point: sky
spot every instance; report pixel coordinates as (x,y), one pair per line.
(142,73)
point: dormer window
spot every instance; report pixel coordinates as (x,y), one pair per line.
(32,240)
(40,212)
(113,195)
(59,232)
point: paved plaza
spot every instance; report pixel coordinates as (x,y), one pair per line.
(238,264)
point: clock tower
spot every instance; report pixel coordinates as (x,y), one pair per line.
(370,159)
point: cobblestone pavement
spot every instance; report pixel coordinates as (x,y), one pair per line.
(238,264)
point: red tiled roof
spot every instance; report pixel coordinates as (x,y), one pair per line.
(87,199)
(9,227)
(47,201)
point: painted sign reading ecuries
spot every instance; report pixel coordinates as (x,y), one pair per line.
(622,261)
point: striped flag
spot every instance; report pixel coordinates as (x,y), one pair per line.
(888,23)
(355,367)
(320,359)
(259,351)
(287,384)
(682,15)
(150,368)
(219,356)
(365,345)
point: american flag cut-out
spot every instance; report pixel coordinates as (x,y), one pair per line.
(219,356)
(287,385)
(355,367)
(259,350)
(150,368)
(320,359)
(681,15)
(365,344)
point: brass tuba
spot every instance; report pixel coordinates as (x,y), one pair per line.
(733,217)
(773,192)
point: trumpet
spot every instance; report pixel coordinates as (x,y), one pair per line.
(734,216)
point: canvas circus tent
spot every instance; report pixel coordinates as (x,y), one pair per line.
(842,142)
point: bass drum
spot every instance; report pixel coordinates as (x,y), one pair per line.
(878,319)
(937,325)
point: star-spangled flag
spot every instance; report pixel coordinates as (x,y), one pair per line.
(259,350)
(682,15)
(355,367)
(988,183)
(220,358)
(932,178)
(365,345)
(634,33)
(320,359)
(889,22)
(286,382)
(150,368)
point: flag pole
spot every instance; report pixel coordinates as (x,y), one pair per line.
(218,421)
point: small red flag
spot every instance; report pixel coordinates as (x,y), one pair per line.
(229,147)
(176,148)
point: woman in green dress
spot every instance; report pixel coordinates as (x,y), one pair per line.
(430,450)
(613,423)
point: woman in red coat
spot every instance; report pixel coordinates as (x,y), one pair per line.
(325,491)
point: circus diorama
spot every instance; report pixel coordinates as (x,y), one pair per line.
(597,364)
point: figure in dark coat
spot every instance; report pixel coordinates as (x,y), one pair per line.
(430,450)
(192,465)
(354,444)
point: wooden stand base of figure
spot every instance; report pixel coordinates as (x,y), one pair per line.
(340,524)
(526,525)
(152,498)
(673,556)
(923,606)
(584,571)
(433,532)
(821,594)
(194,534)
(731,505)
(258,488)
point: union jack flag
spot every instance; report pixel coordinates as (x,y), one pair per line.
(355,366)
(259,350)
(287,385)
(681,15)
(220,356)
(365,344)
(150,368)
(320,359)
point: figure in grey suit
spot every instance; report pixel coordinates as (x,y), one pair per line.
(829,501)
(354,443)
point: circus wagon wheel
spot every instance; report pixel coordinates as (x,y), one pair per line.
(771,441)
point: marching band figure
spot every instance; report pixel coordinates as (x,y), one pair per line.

_ _ _ _ _

## The request:
Give an exact copy of all the data shown above.

## Expected answer:
point: sky
spot every instance; report pixel coordinates as (x,y), one pair per line.
(142,73)
point: dormer window
spot every instance; report pixel coordinates as (x,y), one pair per line.
(32,240)
(40,212)
(113,195)
(59,232)
point: paved plaza
spot every instance; report pixel coordinates as (x,y), one pair per line.
(238,264)
point: clock tower
spot every instance; report pixel coordinates as (x,y), one pair per line.
(370,159)
point: cobblestone pavement
spot every instance; report pixel coordinates as (x,y), one pair per line.
(238,264)
point: red tiled roof
spot every instance; report pixel coordinates as (x,y), one pair per line.
(87,199)
(9,227)
(47,201)
point: painted sign reading ecuries
spot every instance; report pixel coordinates as (x,y), one pair per line.
(622,261)
point: striped flag
spot every instance; report pixel coordinates as (x,y), one pair per line.
(888,23)
(355,367)
(320,359)
(259,351)
(287,384)
(682,15)
(150,368)
(219,356)
(365,345)
point: american flag cut-out
spot every instance; report pixel coordinates as (x,y), one pair per line.
(219,356)
(287,385)
(355,367)
(259,350)
(150,368)
(320,359)
(681,15)
(365,344)
point: brass tuba
spot every instance; report pixel coordinates as (x,y), one pair per line.
(733,217)
(773,192)
point: trumpet
spot every instance; report pixel coordinates as (x,y), one pair per line.
(734,216)
point: canvas circus tent
spot every instance; report pixel coordinates as (x,y), one pair per line.
(842,142)
point: bass drum
spot every instance; report pixel coordinates as (x,y), one pair per line.
(878,319)
(937,325)
point: star-spangled flag
spot every instance; report pixel coordinates as (x,y), one pair per line.
(259,350)
(682,15)
(355,367)
(988,183)
(220,358)
(932,178)
(365,345)
(634,33)
(320,359)
(889,22)
(286,382)
(150,368)
point: flag pole
spot every instance; report pixel coordinates as (x,y), one pair per line.
(218,421)
point: small red flag
spot every instance; report pixel coordinates as (x,y), one pair per line.
(229,147)
(176,148)
point: woman in green dress
spot every instance; report pixel coordinates as (x,y), one pair per line.
(430,450)
(613,423)
point: woman in red coat
spot every instance; report pixel coordinates as (x,y), one pair per line.
(325,491)
point: circus diorama
spot every instance; report pixel coordinates as (x,y), one pair per line.
(597,364)
point: figure in dark coat
spot every instance; report pixel coordinates as (x,y), one pair per line.
(430,450)
(192,465)
(354,444)
point: wooden stand base of figure
spot every instance; report pixel coordinates as (x,y), one pair per line.
(340,524)
(526,525)
(152,498)
(673,556)
(923,606)
(584,571)
(433,532)
(821,594)
(194,534)
(731,505)
(258,488)
point: union jack flag
spot every instance; report pixel coordinates as (x,y), one pair per line.
(355,366)
(259,350)
(287,385)
(681,15)
(220,356)
(365,344)
(150,368)
(320,359)
point: figure in grey suit
spot every instance; report pixel coordinates as (x,y), one pair per line.
(829,501)
(354,443)
point: circus wagon wheel
spot every instance; report pixel coordinates as (x,y), one pair per line.
(771,441)
point: marching band figure
spot every instance; report pixel coordinates as (x,y), one pair per line.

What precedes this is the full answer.